### Extract
------------------------------------

The internal combustion engine is obsolete.
Because too many folks in the past, wanting to do good, have started investment funds or invested in things to make a change and lost their shirts.
By stating the obvious (to us anyway), they're letting any potential investors know that they're not going to spend money on losing propositions just to save the planet.
I would also like to add, if they really want green investments to pay off, they should also lobby Congress to get rid of the many oil industry subsidies and tax breaks. That would make oil more expensive - actually, it should allow oil to be priced so that it reflects its true costs. The oil industry is a prime example of how tax and government subsidies can distort a market to the point that one of the most inefficient and polluting fuels had become predominant and other sources of energy have a hard time competing in the market place because of the false reduced costs imposed by Government. I think adding even more tax breaks and subsidies to an energy solution is not the way to go. We need to eliminate the current ones on oil, gas, and coal. And it will help reduce the amount in the tax code.
Imagine driving on a warm summer night with the wind blowing through your hair and hearing nothing but the sounds of nature.
Imagine crossing the road on a warm summer night, a gentle breeze blowing through your hair and hearing nothing but the sounds of nature ... and then: BAM! Hit by an electric car."
There are some small electric cars in London, they're eerily silent.
Just to clarify, I do think that this is a good technology and it is the future, but I am sure that there will be accidents because the cars are silent.
Why do people insist on making electric cars ugly as hell?
The CEO is giving a speech at a board meeting: "And so, while the end-of-the-world scenario will be rife with unimaginable horrors, we believe that the pre-end period will be filled with unprecedented opportunities for profit."
http://www.cartoonbank.com/product_details.asp?mscssid=G41AMWKD2J779JFDMBDRM9CAKAKJ63T5&sitetype=1&did=4&sid=52630&pid=&keyword=end+of+the+world§ion=cartoons&title=undefined&whichpage=1&sortBy=popular
Nothing for 6-digit uids?
Electric Cars are coming from everywhere, in different sizes and shapes, with different concepts. Some will append the electric motor to a a ignition engine generator (making it a hybrid). Some are tricycles using solar back-up power. Others are super-sport cars. It is all very interesting.

------------------------------------

### Material provided
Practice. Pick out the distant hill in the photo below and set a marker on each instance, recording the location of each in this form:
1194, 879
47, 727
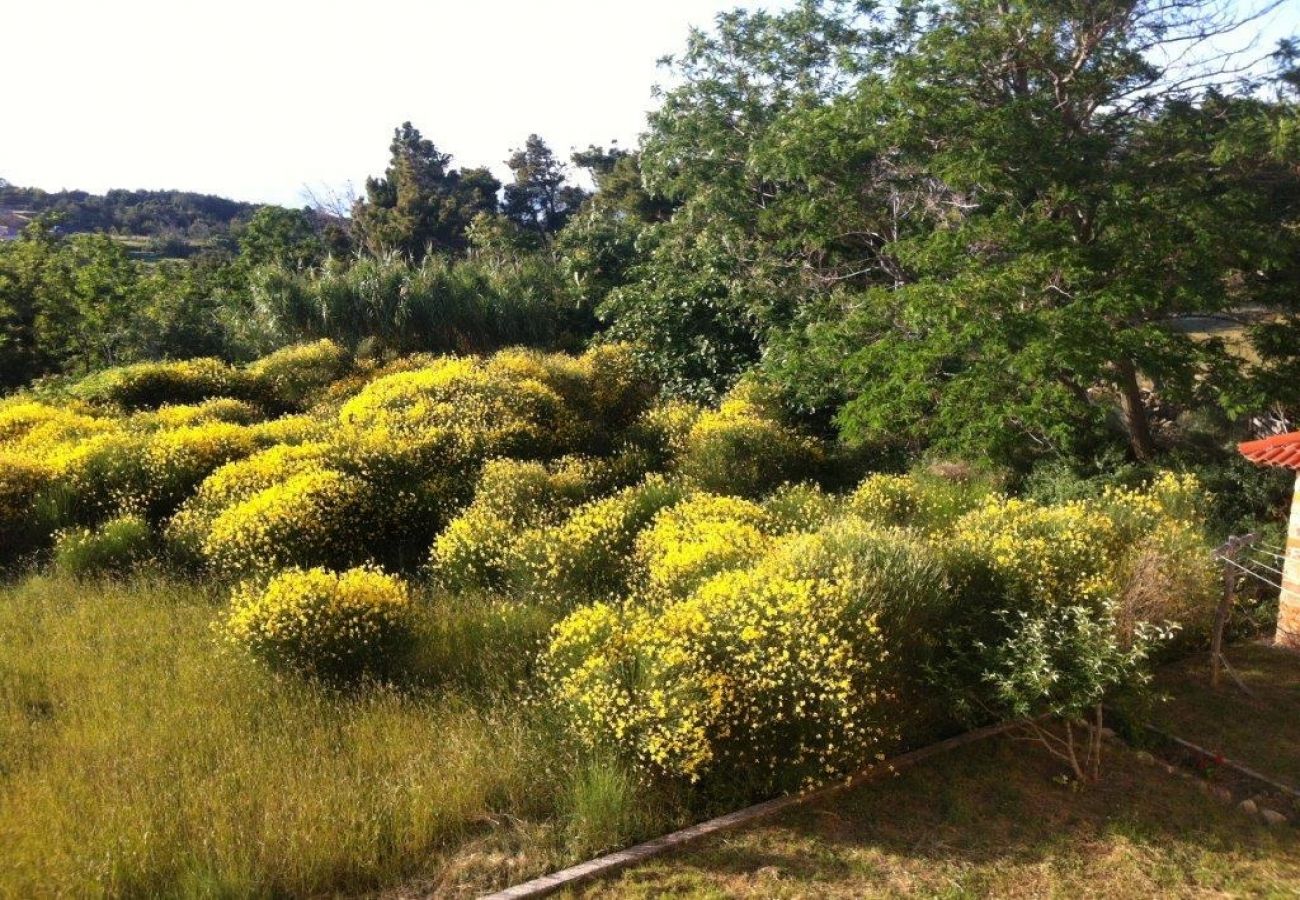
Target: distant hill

------------------------------------

### What you have to do
Answer these questions about the comments above:
1. Subsidies on which three fuels does the text say should be eliminated?
2. In which city are small electric cars described as eerily silent?
3. According to the CEO's speech, what will fill the pre-end period?

### Your response
1. Oil, gas, and coal.
2. London.
3. Unprecedented opportunities for profit.